**Tarefa a executar**
Reproduza sem qualquer alteração o trecho dos dados abaixo que começa na linha que contém "man in this" e termina na linha que contém "<point>25,115</point>", incluindo essas duas linhas.

++++++++++++++++++++

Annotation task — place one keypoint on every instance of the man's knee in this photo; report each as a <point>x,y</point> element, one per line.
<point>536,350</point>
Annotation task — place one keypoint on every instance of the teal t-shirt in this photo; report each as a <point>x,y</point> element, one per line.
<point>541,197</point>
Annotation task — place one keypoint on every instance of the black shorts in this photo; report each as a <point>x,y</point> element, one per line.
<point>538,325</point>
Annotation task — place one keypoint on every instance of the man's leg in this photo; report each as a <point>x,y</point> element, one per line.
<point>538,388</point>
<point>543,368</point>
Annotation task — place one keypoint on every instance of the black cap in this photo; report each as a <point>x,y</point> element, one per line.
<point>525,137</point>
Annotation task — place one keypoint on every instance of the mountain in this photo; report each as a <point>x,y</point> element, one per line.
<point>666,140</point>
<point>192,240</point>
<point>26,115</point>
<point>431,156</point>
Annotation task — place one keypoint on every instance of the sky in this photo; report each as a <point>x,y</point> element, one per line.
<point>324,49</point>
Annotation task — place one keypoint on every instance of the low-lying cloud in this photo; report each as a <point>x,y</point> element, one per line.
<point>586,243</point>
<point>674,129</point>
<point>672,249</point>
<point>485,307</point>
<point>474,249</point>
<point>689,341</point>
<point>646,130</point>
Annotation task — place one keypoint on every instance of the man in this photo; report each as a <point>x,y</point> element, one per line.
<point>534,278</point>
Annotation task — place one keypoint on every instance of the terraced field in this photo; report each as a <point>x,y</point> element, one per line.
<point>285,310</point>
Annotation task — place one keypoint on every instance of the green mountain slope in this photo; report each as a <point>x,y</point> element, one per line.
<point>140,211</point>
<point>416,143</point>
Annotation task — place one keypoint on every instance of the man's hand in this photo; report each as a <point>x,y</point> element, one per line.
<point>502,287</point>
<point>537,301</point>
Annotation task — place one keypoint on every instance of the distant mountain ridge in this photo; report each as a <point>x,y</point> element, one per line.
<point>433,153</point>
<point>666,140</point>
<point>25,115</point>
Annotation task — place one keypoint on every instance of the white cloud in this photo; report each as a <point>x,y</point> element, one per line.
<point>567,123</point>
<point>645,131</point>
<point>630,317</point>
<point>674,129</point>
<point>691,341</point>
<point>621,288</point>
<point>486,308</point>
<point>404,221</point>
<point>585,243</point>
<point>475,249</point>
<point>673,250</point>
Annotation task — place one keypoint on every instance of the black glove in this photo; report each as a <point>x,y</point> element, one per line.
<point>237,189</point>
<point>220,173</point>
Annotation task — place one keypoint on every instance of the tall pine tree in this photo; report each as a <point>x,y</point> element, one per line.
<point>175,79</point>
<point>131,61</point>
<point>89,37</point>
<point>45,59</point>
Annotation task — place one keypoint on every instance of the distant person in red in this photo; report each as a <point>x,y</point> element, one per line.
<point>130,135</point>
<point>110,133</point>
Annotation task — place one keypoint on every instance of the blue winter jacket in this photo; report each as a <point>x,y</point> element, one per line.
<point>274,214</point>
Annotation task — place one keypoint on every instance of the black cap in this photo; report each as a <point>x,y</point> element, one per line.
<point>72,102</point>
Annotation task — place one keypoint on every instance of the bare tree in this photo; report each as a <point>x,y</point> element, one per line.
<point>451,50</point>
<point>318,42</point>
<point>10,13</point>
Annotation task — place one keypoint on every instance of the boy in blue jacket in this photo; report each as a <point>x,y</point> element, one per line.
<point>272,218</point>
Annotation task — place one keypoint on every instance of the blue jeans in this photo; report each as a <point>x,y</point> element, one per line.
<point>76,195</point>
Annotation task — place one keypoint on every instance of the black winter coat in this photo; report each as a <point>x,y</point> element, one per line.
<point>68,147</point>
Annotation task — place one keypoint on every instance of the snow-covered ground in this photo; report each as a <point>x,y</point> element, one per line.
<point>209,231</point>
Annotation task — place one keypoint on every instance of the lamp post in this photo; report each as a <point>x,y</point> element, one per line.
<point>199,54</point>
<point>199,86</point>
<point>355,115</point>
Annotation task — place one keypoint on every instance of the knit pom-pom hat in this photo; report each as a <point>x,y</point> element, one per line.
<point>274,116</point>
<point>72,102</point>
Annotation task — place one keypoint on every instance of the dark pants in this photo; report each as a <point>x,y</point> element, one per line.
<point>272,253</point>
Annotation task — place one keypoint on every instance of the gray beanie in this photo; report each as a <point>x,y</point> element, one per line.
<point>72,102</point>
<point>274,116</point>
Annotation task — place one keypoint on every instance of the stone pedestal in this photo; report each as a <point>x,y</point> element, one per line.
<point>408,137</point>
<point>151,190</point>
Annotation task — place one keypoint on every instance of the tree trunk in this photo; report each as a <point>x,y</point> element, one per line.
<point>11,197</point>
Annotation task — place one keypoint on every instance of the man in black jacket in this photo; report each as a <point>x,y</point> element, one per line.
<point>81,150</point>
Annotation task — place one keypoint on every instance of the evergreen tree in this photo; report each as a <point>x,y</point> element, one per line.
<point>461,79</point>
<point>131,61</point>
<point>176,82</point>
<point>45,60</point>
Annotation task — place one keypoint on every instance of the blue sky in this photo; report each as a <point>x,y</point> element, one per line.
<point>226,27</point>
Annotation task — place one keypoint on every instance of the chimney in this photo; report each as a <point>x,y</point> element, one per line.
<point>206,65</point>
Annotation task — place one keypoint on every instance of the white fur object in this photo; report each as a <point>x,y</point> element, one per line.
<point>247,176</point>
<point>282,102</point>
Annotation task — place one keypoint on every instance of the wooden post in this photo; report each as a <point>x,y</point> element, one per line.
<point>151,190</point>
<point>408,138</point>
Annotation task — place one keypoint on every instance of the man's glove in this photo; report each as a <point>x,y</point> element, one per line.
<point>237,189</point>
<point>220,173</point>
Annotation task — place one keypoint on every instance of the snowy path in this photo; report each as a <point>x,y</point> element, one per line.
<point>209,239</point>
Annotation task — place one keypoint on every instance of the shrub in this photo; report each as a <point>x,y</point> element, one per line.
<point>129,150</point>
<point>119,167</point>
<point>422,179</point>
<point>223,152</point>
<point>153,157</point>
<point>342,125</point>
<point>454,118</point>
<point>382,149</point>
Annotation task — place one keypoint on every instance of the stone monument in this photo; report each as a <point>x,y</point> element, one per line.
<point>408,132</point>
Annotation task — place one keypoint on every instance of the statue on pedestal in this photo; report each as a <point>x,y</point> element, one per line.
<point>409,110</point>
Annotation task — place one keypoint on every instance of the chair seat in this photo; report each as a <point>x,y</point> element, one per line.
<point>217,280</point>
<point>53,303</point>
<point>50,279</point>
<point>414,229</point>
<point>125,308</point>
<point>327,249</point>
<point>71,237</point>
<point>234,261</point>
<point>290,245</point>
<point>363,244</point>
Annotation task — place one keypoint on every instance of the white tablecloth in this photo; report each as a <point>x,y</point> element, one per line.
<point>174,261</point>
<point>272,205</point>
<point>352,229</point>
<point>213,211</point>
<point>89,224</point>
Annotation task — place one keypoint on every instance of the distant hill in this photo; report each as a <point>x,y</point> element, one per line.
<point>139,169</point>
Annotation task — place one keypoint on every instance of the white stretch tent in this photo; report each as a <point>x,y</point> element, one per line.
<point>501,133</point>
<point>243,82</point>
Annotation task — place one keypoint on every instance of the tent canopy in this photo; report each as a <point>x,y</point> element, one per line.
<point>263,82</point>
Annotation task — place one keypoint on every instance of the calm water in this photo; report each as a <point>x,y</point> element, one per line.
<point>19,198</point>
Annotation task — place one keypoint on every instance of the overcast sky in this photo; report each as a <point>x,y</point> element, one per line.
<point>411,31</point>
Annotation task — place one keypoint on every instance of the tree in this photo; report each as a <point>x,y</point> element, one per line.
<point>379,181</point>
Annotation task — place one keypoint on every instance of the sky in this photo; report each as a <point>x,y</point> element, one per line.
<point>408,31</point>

++++++++++++++++++++

**Resposta do exercício**
Annotation task — place one keypoint on every instance of the man in this photo; report each as a <point>x,y</point> element, one per line.
<point>534,278</point>
Annotation task — place one keypoint on every instance of the terraced field in this photo; report each as a <point>x,y</point> element, one per line.
<point>285,310</point>
Annotation task — place one keypoint on every instance of the green mountain slope in this photo; report each as a <point>x,y</point> element, one per line.
<point>140,211</point>
<point>416,143</point>
Annotation task — place one keypoint on every instance of the man's hand in this photo; report each as a <point>x,y</point> element, one per line.
<point>502,287</point>
<point>537,301</point>
Annotation task — place one keypoint on every instance of the distant mountain ridge in this photo; report each as a <point>x,y</point> element, one per line.
<point>433,153</point>
<point>666,140</point>
<point>25,115</point>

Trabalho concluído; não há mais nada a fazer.